*** EXCERPTED TEXT Section Begins ***

My first game was at the old Yankee stadium when I was maybe six years old, wayyy back in 1998. It was just after my birthday, the middle of an exceptionally hot July, and I was just learning to read. Not that it mattered. I already knew most of the important names: Andy Pettitte, David Cone, David Wells, Daryl Strawberry, Paul O’Neill, Tino Martinez, Bernie Williams, Joe Girardi, Mark McGwire, Sammy Sosa, Mariano Rivera, and this hot shot shortstop from my mom’s hometown – Derek Jeter.
My dad’s job sponsored a family bus trip into the city for the game and my father, elder brother, and I attended. Our seats were in the blazing sun and we eventually moved to shady seats that someone had never shown up to claim. I barely noticed. I was too busy watching baseball.
I’ve spent years watching my Yankees on television, and going to most every baseball game that I can get tickets to. Now my 1998 team only plays in the Old Timers Game, and I watch with the same ferocity that I watch the World Series. But I’ve never made it to another Yankee game.

*** EXCERPTED TEXT Section Ends ***
*** MATERIAL PROVIDED Section Begins ***

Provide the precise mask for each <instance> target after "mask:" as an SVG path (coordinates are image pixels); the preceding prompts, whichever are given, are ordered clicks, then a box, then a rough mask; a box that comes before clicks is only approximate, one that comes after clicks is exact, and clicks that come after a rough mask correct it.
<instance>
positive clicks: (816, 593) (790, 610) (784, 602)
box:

*** MATERIAL PROVIDED Section Ends ***

### YOUR TASKS
[1] Which family members went with the narrator to the game, according to the baseball memoir?
[2] Repeat the stretch of the baseball memoir from "I’ve spent years" through "another Yankee game.".
Rely only on the baseball memoir for what comes next.

### REPLIES
[1] The narrator's father and elder brother.

[2]
I’ve spent years watching my Yankees on television, and going to most every baseball game that I can get tickets to. Now my 1998 team only plays in the Old Timers Game, and I watch with the same ferocity that I watch the World Series. But I’ve never made it to another Yankee game.